WORK ORDER. Word for word, return every record that follows.

-- Opening Marker --

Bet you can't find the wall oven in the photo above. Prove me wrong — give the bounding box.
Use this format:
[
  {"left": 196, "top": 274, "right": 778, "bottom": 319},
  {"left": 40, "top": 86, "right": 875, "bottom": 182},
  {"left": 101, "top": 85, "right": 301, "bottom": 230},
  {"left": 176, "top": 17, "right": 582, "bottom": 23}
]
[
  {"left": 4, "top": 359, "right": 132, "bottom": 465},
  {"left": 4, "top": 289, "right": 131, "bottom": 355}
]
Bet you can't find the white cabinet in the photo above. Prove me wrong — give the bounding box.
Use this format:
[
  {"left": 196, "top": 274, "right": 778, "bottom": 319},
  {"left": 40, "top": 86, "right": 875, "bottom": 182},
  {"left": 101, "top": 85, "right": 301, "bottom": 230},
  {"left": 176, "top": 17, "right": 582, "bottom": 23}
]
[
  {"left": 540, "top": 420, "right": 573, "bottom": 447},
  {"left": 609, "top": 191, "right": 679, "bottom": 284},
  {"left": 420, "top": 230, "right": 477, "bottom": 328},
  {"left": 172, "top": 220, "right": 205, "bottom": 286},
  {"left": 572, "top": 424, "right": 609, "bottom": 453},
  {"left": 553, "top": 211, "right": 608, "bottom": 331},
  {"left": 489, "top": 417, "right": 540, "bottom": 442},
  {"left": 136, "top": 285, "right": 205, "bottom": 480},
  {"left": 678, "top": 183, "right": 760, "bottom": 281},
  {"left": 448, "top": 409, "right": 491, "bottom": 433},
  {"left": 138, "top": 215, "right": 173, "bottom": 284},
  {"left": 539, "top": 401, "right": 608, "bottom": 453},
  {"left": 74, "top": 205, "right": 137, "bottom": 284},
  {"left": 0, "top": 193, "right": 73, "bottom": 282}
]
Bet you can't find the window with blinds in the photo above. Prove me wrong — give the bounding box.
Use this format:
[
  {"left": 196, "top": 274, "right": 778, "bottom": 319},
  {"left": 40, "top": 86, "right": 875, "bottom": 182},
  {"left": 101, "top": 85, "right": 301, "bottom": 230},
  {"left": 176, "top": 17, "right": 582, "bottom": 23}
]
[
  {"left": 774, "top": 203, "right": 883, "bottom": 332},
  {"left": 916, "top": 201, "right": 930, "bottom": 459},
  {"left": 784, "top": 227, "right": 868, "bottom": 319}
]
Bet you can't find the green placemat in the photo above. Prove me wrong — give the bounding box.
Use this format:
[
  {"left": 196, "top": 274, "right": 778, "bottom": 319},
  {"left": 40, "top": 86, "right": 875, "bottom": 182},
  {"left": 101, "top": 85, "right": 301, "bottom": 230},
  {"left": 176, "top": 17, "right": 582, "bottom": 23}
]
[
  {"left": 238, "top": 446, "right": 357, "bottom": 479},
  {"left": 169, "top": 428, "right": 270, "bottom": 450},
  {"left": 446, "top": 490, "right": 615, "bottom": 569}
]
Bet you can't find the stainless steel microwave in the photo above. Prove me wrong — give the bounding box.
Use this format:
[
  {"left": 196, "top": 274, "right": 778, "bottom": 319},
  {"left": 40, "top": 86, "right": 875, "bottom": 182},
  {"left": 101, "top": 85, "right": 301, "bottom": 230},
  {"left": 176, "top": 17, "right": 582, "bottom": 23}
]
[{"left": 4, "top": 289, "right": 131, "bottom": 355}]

-- Closing Marker --

TASK ANSWER.
Bet you can't find the wall oven in the photo above. Prove me wrong — give the bounding box.
Use this format:
[
  {"left": 196, "top": 274, "right": 778, "bottom": 319},
  {"left": 40, "top": 86, "right": 875, "bottom": 182},
  {"left": 101, "top": 85, "right": 301, "bottom": 230},
  {"left": 176, "top": 17, "right": 582, "bottom": 23}
]
[
  {"left": 4, "top": 359, "right": 132, "bottom": 465},
  {"left": 4, "top": 289, "right": 131, "bottom": 355}
]
Bet you can't find the white cabinet in the photo above. Prove me wrong — give the bounding box.
Use this format:
[
  {"left": 196, "top": 274, "right": 778, "bottom": 319},
  {"left": 40, "top": 86, "right": 875, "bottom": 182},
  {"left": 101, "top": 85, "right": 301, "bottom": 230},
  {"left": 176, "top": 17, "right": 582, "bottom": 23}
]
[
  {"left": 540, "top": 420, "right": 573, "bottom": 447},
  {"left": 609, "top": 191, "right": 679, "bottom": 284},
  {"left": 420, "top": 230, "right": 477, "bottom": 328},
  {"left": 172, "top": 220, "right": 205, "bottom": 286},
  {"left": 572, "top": 424, "right": 609, "bottom": 453},
  {"left": 553, "top": 211, "right": 608, "bottom": 331},
  {"left": 489, "top": 417, "right": 540, "bottom": 442},
  {"left": 136, "top": 285, "right": 205, "bottom": 480},
  {"left": 678, "top": 183, "right": 760, "bottom": 281},
  {"left": 448, "top": 409, "right": 491, "bottom": 433},
  {"left": 138, "top": 215, "right": 173, "bottom": 284},
  {"left": 539, "top": 401, "right": 608, "bottom": 453},
  {"left": 74, "top": 205, "right": 137, "bottom": 284},
  {"left": 0, "top": 193, "right": 73, "bottom": 282}
]
Bet you can't find the window with blinds in the photo above. Prove me wrong — give the bounding box.
Use this format:
[
  {"left": 196, "top": 274, "right": 778, "bottom": 319},
  {"left": 40, "top": 86, "right": 875, "bottom": 182},
  {"left": 101, "top": 85, "right": 301, "bottom": 230},
  {"left": 176, "top": 17, "right": 582, "bottom": 23}
]
[
  {"left": 774, "top": 203, "right": 883, "bottom": 332},
  {"left": 916, "top": 201, "right": 930, "bottom": 459},
  {"left": 784, "top": 227, "right": 868, "bottom": 319}
]
Bet you can't find the green placemat in the photo above. Prove me wrong — give the bounding box.
Use this format:
[
  {"left": 196, "top": 274, "right": 778, "bottom": 319},
  {"left": 40, "top": 86, "right": 875, "bottom": 182},
  {"left": 101, "top": 85, "right": 301, "bottom": 230},
  {"left": 176, "top": 17, "right": 582, "bottom": 23}
]
[
  {"left": 238, "top": 446, "right": 357, "bottom": 479},
  {"left": 169, "top": 428, "right": 270, "bottom": 450},
  {"left": 446, "top": 490, "right": 615, "bottom": 569}
]
Bet you can't find the stainless steel microwave in the photo above. Prove me wrong — give the bounding box.
Use this format:
[
  {"left": 196, "top": 274, "right": 778, "bottom": 319},
  {"left": 40, "top": 86, "right": 875, "bottom": 182},
  {"left": 101, "top": 85, "right": 301, "bottom": 230},
  {"left": 176, "top": 17, "right": 582, "bottom": 23}
]
[{"left": 4, "top": 289, "right": 131, "bottom": 355}]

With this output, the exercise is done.